## Given exercise
Count the lines below that contain the string "stem", treating uppercase and lowercase as different. Reply with the number alone.

## Records provided
════════════════

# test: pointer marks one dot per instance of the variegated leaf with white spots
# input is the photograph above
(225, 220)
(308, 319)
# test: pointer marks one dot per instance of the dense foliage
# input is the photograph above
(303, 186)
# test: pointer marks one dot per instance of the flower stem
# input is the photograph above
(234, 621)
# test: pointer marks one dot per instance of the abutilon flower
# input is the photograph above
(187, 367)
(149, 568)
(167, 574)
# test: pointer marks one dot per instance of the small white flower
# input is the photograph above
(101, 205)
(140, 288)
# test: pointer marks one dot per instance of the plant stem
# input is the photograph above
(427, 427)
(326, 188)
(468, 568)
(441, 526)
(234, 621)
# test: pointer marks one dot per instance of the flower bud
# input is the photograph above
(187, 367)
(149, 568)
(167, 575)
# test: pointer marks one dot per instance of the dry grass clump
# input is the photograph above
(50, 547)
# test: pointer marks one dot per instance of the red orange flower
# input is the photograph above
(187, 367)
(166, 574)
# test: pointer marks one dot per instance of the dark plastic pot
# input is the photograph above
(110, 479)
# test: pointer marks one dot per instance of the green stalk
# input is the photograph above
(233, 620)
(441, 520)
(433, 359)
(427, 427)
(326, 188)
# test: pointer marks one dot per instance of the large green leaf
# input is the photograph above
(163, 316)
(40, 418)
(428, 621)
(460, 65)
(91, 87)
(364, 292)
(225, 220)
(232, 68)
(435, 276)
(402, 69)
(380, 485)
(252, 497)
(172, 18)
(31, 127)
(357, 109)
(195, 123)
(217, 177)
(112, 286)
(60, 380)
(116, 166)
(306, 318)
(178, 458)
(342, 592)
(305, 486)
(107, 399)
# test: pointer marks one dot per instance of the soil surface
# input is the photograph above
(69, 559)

════════════════

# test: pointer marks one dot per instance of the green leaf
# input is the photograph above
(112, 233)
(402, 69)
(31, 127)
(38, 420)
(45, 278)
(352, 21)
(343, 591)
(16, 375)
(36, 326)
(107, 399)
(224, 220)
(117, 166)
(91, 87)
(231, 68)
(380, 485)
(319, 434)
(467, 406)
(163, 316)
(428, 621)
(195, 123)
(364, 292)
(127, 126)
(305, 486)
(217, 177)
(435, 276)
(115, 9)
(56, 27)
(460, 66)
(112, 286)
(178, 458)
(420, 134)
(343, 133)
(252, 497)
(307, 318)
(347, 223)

════════════════

## Response to the task
2